## Records on locating named things
════

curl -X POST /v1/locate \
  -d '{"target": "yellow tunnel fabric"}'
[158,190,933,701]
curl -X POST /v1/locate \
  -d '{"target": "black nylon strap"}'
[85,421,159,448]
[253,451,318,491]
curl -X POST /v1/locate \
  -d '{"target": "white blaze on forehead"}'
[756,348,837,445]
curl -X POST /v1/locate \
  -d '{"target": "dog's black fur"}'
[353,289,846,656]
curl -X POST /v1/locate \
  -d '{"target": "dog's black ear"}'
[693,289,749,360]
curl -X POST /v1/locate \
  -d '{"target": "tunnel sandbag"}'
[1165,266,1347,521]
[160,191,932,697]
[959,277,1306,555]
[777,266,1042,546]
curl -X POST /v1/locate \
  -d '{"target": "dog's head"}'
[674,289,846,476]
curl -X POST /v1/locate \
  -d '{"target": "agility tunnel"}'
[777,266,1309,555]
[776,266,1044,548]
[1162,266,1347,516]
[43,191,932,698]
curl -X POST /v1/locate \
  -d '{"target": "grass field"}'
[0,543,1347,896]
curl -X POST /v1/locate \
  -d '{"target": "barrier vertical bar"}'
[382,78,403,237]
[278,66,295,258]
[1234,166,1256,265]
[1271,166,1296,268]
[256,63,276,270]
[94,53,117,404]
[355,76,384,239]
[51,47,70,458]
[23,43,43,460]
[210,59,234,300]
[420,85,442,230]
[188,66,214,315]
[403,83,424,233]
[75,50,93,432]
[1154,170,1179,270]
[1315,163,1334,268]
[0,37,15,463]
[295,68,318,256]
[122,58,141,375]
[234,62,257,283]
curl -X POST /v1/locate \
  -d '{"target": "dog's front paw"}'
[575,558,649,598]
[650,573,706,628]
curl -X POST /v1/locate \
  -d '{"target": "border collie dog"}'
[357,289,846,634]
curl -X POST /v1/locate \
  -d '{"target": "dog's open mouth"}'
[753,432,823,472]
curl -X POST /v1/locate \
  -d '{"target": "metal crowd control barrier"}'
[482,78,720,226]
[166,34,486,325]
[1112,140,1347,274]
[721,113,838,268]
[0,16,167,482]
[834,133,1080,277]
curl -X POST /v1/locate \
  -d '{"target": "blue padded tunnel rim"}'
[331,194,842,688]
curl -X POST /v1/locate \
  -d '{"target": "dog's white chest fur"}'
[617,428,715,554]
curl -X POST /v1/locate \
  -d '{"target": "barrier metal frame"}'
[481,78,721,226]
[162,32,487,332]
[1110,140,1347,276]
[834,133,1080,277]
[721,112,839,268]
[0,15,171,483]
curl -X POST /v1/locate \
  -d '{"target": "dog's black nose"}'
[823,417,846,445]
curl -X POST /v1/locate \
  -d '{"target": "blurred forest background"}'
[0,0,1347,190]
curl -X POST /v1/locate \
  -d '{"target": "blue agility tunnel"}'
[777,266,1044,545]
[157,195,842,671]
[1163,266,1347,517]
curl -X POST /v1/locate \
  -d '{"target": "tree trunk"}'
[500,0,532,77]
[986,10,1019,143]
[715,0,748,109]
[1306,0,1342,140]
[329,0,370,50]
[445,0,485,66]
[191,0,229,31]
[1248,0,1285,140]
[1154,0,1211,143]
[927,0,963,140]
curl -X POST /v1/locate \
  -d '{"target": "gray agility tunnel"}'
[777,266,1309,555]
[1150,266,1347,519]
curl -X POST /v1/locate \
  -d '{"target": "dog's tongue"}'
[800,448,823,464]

════

## Task to complete
Please change "grass field" to "lawn" in everything from the start of the records down to the line containing "[234,62,257,283]", keeping all else the same, and give back only those lines.

## Completed task
curl -X POST /v1/locate \
  -d '{"target": "yellow tunnel fabric"}'
[158,190,933,701]
curl -X POST /v1/locate \
  -d '{"target": "black nylon strap"}'
[85,421,159,448]
[253,451,318,491]
curl -X POST /v1/locate \
  -d '{"target": "white blaze on forehead"}'
[756,348,837,445]
curl -X POST /v1/locate \
  -d '{"target": "dog's black fur"}'
[353,289,846,656]
curl -X POST /v1/locate \
  -d '{"target": "dog's black ear"}'
[693,289,749,360]
curl -X POST /v1/locate \
  -d '{"target": "tunnel sandbag"}'
[1165,266,1347,521]
[160,191,932,697]
[959,277,1306,555]
[777,266,1042,546]
curl -X POST /v1/locate \
  -d '{"target": "dog's head"}'
[674,289,846,476]
curl -X POST /v1/locate \
  -d '{"target": "agility tunnel"}'
[777,266,1309,555]
[776,266,1044,548]
[1162,266,1347,516]
[43,191,932,698]
curl -X POST /v1/locate \
  -d '{"target": "lawn"}'
[0,543,1347,896]
curl -X POST /v1/locate \
  -d '{"target": "barrier vertical bar"}'
[382,78,403,237]
[278,66,295,258]
[1234,166,1256,265]
[1271,166,1296,268]
[256,63,276,270]
[94,53,117,404]
[355,76,384,239]
[51,47,70,458]
[23,43,43,460]
[210,59,234,300]
[420,85,442,230]
[188,66,214,315]
[403,83,424,233]
[75,50,93,432]
[1154,170,1179,270]
[1315,163,1334,268]
[0,37,15,463]
[295,68,318,256]
[122,58,141,375]
[234,62,257,283]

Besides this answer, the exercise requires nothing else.